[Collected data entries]
# # #

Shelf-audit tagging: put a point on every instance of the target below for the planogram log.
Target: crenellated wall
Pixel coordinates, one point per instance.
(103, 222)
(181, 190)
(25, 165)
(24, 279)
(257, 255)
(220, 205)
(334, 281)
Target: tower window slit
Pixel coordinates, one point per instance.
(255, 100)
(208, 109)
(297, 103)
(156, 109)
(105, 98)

# # #

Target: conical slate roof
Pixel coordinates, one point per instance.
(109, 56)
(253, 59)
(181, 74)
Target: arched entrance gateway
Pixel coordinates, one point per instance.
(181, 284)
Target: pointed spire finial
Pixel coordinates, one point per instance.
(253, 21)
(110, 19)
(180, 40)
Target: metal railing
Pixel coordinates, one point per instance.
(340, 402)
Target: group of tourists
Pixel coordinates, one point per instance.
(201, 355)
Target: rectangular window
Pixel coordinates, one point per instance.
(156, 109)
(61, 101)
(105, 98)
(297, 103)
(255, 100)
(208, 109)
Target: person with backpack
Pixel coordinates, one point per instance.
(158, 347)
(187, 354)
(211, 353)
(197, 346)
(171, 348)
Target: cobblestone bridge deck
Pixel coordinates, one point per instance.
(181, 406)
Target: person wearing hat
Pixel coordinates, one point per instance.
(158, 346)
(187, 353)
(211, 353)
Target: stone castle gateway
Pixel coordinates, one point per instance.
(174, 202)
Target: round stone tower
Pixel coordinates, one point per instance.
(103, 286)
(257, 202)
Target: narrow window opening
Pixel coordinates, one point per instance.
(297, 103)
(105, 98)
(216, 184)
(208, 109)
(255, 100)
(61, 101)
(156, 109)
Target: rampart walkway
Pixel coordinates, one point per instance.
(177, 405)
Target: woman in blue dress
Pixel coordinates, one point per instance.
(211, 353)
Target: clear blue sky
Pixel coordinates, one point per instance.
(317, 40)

# # #

▶ [Task instructions]
Please count the lines in the data above that contain the word "window", and reply with only that number.

▶ [Answer to the exercise]
3